In the listing below, copy out every line from the one containing "above contains bush." down to the one containing "305, 174, 366, 198", with both of those lines included and nothing changed.
★ ★ ★ ★
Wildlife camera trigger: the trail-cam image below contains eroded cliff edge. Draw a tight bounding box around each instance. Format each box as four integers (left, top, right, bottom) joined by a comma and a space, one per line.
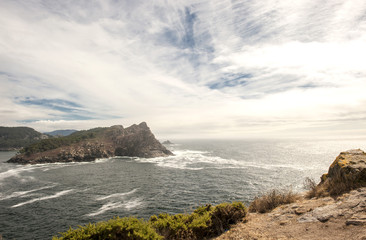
8, 122, 173, 164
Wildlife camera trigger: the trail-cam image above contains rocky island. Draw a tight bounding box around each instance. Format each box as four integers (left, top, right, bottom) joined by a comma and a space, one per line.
53, 149, 366, 240
8, 122, 173, 164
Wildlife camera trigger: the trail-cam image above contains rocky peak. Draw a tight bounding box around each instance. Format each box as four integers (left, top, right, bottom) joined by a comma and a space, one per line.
8, 122, 173, 164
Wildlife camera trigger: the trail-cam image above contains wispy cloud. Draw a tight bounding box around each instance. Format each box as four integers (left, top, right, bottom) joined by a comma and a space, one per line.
0, 0, 366, 137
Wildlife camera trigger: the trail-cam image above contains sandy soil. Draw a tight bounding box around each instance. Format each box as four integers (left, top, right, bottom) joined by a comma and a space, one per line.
216, 188, 366, 240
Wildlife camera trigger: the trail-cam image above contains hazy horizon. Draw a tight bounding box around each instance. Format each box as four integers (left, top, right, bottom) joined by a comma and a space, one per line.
0, 0, 366, 139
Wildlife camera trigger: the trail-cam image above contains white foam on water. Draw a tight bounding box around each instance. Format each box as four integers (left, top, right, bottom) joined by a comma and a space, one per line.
97, 188, 138, 201
0, 184, 56, 201
12, 189, 75, 208
86, 198, 143, 217
135, 150, 314, 170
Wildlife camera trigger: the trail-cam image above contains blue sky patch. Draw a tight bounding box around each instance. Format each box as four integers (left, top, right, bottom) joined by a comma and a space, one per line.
208, 74, 253, 89
17, 98, 83, 113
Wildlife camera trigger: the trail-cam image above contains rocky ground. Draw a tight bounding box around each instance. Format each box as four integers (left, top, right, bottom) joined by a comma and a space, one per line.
216, 188, 366, 240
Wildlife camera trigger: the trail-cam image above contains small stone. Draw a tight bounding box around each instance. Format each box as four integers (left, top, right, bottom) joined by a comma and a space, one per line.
295, 207, 309, 215
346, 219, 366, 226
280, 221, 288, 226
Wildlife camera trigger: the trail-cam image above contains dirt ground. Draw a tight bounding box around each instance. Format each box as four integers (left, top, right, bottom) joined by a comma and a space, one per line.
216, 188, 366, 240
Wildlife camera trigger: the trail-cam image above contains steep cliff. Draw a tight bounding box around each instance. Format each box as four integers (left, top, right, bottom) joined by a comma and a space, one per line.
8, 122, 172, 164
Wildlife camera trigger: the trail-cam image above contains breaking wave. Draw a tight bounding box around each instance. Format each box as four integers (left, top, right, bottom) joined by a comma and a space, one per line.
87, 198, 143, 217
0, 184, 56, 200
135, 150, 314, 170
97, 188, 137, 201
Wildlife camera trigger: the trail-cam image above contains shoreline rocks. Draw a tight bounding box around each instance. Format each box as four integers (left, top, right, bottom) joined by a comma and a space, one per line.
8, 122, 173, 164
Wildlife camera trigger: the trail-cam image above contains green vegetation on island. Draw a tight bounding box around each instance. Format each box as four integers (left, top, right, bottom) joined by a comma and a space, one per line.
53, 202, 247, 240
20, 128, 105, 155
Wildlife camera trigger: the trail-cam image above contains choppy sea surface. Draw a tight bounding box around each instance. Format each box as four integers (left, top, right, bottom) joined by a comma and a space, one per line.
0, 139, 366, 239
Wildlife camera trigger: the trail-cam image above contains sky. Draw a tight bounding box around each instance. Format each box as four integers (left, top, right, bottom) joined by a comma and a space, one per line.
0, 0, 366, 139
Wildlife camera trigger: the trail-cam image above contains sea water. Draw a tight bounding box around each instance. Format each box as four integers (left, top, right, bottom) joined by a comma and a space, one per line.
0, 139, 366, 239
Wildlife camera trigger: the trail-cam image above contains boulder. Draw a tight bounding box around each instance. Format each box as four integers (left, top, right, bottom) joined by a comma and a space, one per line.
321, 149, 366, 185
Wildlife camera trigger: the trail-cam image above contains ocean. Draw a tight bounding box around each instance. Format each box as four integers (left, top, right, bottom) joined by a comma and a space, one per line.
0, 139, 366, 239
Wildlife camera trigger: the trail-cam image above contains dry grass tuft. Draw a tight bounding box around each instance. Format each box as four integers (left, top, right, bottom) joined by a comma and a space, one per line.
304, 174, 366, 198
249, 190, 300, 213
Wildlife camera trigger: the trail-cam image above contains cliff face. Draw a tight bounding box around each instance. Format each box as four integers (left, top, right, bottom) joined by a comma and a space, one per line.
8, 122, 173, 164
321, 149, 366, 184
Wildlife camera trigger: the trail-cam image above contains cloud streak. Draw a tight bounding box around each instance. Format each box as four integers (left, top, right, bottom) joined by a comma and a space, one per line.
0, 0, 366, 137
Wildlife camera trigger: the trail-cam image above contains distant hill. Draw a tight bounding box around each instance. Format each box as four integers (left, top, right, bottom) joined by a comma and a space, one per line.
0, 127, 48, 151
8, 122, 173, 164
44, 129, 77, 136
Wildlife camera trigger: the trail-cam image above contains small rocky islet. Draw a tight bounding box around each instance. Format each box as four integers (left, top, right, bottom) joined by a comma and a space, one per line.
8, 122, 173, 164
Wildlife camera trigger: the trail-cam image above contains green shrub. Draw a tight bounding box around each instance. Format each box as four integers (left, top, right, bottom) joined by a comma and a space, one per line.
52, 217, 163, 240
306, 173, 366, 198
53, 202, 247, 240
249, 190, 299, 213
20, 128, 104, 156
150, 202, 247, 240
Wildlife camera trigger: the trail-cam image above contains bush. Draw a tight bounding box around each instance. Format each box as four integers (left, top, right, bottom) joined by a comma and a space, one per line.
150, 202, 247, 240
304, 178, 320, 198
53, 202, 247, 240
52, 217, 163, 240
249, 190, 299, 213
305, 174, 366, 198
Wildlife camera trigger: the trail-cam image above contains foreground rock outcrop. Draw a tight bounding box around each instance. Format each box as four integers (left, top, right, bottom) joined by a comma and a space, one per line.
321, 149, 366, 186
8, 122, 173, 164
217, 149, 366, 240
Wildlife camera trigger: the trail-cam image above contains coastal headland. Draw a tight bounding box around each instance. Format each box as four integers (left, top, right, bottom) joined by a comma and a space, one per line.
8, 122, 173, 164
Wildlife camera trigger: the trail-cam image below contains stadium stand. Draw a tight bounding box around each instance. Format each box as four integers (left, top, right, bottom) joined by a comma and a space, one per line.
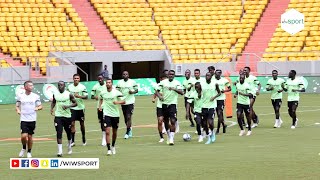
148, 0, 268, 63
263, 0, 320, 61
91, 0, 166, 51
0, 0, 94, 74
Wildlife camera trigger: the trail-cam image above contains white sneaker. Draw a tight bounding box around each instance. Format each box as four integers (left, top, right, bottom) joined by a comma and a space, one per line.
239, 130, 246, 136
273, 119, 280, 128
169, 138, 174, 146
68, 146, 72, 154
247, 131, 251, 136
111, 146, 116, 154
251, 123, 258, 128
19, 149, 26, 157
278, 119, 283, 128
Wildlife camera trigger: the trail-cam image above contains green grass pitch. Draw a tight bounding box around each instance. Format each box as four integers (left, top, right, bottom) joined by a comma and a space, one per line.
0, 94, 320, 180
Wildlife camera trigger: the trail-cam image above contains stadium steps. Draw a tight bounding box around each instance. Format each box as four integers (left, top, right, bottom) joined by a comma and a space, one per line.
236, 0, 290, 73
70, 0, 122, 51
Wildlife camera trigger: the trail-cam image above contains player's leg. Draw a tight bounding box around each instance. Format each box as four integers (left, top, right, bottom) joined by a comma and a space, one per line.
104, 116, 112, 156
243, 105, 252, 136
291, 101, 298, 129
184, 97, 194, 127
78, 110, 87, 146
27, 121, 36, 158
168, 104, 177, 145
63, 118, 72, 154
19, 121, 28, 157
194, 112, 203, 142
111, 117, 119, 154
97, 109, 107, 146
157, 107, 164, 142
71, 109, 77, 146
54, 117, 63, 157
237, 103, 245, 136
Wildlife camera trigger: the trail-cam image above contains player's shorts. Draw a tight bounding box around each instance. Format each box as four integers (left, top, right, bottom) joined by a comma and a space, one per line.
103, 116, 120, 129
288, 101, 299, 111
162, 104, 177, 120
121, 104, 134, 116
184, 97, 194, 107
54, 117, 72, 133
237, 103, 250, 115
271, 99, 282, 108
20, 121, 36, 135
202, 108, 215, 120
97, 109, 103, 122
194, 112, 202, 124
71, 109, 84, 121
157, 107, 163, 117
217, 100, 224, 111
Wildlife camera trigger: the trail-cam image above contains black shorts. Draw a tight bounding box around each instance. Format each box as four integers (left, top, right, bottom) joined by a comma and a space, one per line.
271, 99, 282, 109
237, 103, 250, 115
217, 100, 224, 111
103, 116, 120, 129
162, 104, 177, 120
97, 109, 103, 122
121, 104, 134, 116
20, 121, 36, 135
71, 109, 84, 121
157, 107, 163, 117
288, 101, 299, 111
54, 117, 72, 133
202, 108, 215, 120
194, 112, 203, 124
184, 97, 193, 107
★ ★ ★ ★
=== The answer ===
Wildlife camera trigger: the trail-cam image above contains bush. Draw a tight bounding box around each instance. Format each box as four integers (left, top, right, bottom) joined by a comma and a space, one per line.
150, 202, 247, 240
304, 178, 320, 198
53, 202, 247, 240
52, 217, 163, 240
249, 190, 299, 213
305, 174, 366, 198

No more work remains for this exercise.